TASK TO COMPLETE — In the excerpt about Maria Callas, from which city, and on what date, was the concert packaged as a bonus item telecast?

>> begin EXTRACTED TEXT

They said it was a rehearsal for the 1958 performance Callas had (allegedly)
walked out on, but it wasn’t: it was a telecast of a concert performance of Norma Callas had given in Rome three years
earlier. The fact that a British newsreel
company would deliberately fake a story just to make Maria Callas look bad and
contribute to the “dragon lady” reputation she’d already picked up from the
tabloids was shocking even by today’s standards of “news” manipulation.
Overall, the Callas phenomenon remains an enigma — how this woman could have
risen to the heights of operatic success, then more or less abandoned it all
for a jet-set lifestyle and ended so sadly, and also how Callas changed the
standards of opera singing for both better and worse (better in the sense that
she taught the next generations of singers that it was important to act in opera and not just sing; worse in the sense that
because she could get away with technical limitations, overall standards of
technique declined as later singers used Callas as an example to get away with
downright sloppiness — even Walter Legge said he felt Callas’s example would
harm future singers because they would “try to imitate not her virtues but some
of those things that she did deliberately and could only do because of her
intelligence and because she knew the dramatic purpose”) — though watching both
the documentary and the concert that was packaged as a bonus item, a telecast
from Hamburg on March 16, 1962 (during a three-year period in her career,
1961-1964, in which she gave up either performing or recording complete operas
and only did concerts and recital
albums), it’s astonishing how clean Callas’s singing is from a technical
standpoint. Yes, there are a few of the notoriously wobbly high notes that even
Legge, who signed her to a major-label record contract and was enormously
influential in building her career, ridiculed (“Can you, dear reader, swear
that you have never winced at or flinched from some of her high notes, those
that were more like pitched screams than musical sounds?”), but they are
awfully rare, and though there are those opera fans who believe that if Callas
had wanted to she could have salvaged her career by retraining as a
mezzo-soprano (the way Astrid Varnay did) and singing in the lower register of
her voice that was still beautiful even when her top got chancy and shrill, I
suspect that Lewens and Mitchell (and Arianna Huffington) are right that it was
Callas’s will to live and pursue a career, not the actual physical voice, that
failed her in the end. One of the interviewees in the documentary discusses
visiting Callas in her later days, as she played tapes of her old performances
over and over (significantly, she was far more interested in the live
broadcasts than in her studio recordings, apparently agreeing with her most
devoted fans that it was the live recordings that captured her at her absolute
best), and inevitably being reminded of Norma Desmond (Gloria Swanson) in Sunset
Boulevard obsessively looking at her old
movies as part of her own campaign to live in the past.

>> end EXTRACTED TEXT
>> begin PROVIDED DATA

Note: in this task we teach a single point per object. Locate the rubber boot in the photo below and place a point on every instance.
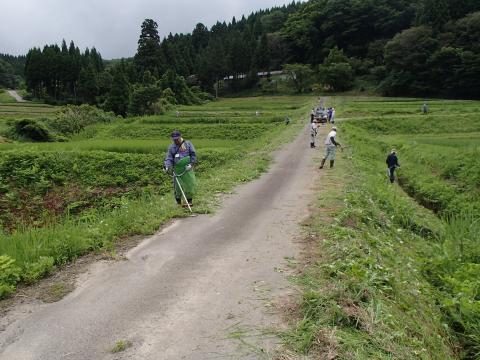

>> end PROVIDED DATA

EXERCISE RESULT — Hamburg, on March 16, 1962.